## EXERCISE INSTRUCTIONS
Read the listing below and tally the lines that contain "fruit"; the reply is that tally only.

## AVAILABLE DATA
● ● ●

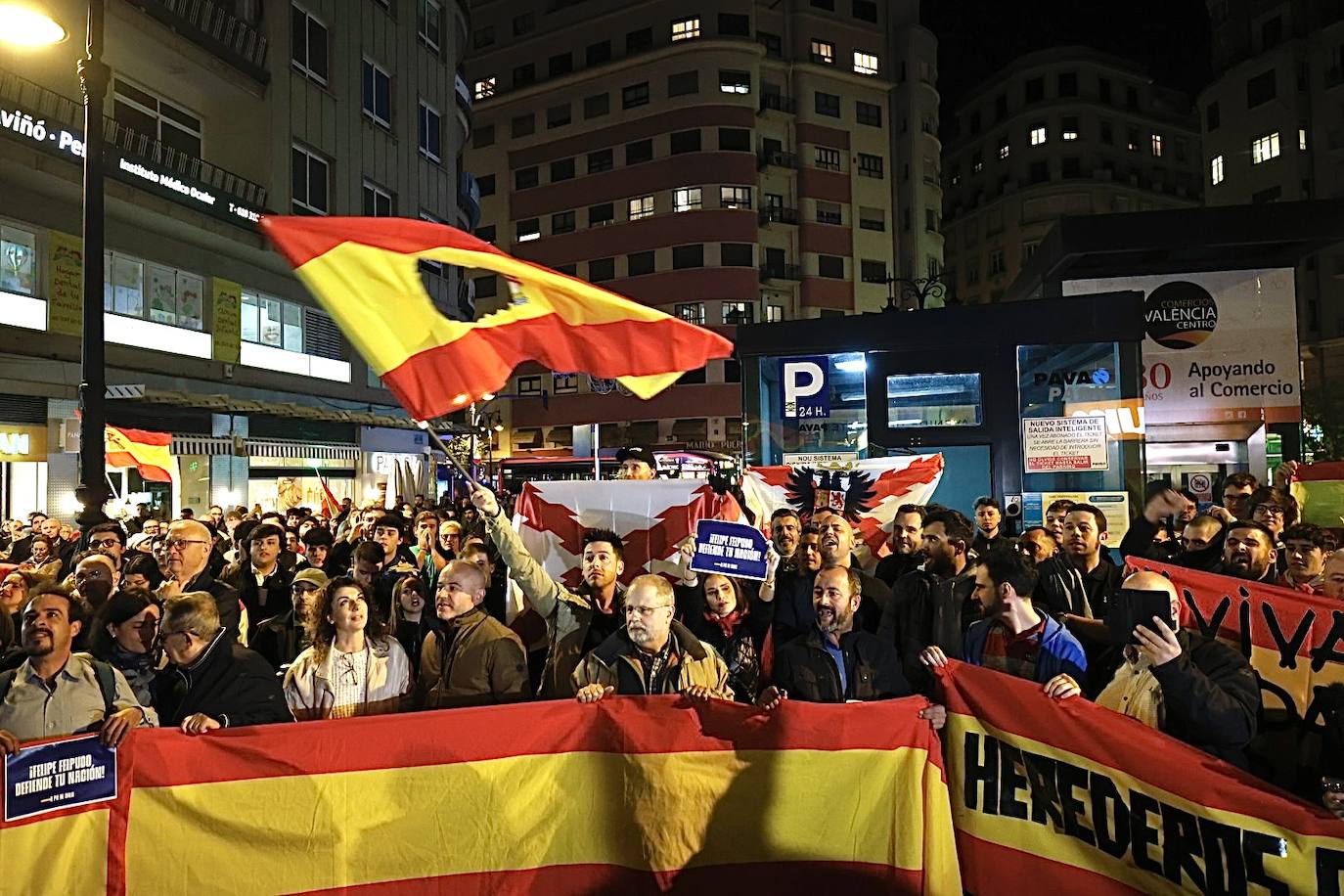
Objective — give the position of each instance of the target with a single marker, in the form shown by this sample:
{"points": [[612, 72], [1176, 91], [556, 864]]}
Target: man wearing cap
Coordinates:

● ● ●

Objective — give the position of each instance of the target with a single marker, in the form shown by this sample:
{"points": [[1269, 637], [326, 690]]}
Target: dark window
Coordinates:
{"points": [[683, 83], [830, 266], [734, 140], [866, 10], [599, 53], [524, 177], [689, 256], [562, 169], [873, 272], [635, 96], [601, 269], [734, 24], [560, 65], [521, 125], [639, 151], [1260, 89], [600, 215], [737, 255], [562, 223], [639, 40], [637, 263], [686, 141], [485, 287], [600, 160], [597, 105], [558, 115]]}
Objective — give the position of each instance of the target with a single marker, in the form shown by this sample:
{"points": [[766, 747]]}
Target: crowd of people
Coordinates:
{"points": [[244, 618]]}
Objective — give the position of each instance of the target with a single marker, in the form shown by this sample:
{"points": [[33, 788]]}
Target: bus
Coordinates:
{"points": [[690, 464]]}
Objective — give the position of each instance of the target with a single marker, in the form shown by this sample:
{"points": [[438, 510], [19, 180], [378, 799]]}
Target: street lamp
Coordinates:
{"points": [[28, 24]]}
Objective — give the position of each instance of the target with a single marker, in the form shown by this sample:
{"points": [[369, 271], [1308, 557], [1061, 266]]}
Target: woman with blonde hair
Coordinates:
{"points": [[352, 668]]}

● ● ●

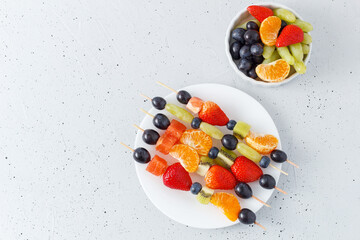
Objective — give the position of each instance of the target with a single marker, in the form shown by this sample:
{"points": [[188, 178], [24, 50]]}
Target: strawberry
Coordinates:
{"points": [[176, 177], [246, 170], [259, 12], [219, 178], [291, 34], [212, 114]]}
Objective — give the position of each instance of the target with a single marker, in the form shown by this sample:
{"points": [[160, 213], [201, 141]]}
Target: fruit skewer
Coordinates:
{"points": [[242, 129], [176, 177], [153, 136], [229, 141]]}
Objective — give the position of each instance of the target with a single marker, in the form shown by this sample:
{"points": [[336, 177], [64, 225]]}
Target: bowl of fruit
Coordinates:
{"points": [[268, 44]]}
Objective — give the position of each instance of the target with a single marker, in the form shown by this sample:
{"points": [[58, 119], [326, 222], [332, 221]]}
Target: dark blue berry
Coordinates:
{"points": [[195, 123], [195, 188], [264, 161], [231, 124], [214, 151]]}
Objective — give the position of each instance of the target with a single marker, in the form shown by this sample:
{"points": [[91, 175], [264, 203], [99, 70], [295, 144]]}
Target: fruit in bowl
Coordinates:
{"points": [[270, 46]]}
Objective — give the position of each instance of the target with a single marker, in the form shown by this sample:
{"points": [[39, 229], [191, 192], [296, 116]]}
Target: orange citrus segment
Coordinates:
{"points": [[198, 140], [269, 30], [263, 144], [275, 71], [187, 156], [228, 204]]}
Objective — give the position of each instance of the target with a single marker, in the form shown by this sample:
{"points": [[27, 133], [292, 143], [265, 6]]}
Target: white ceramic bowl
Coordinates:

● ● ●

## TASK RESPONSE
3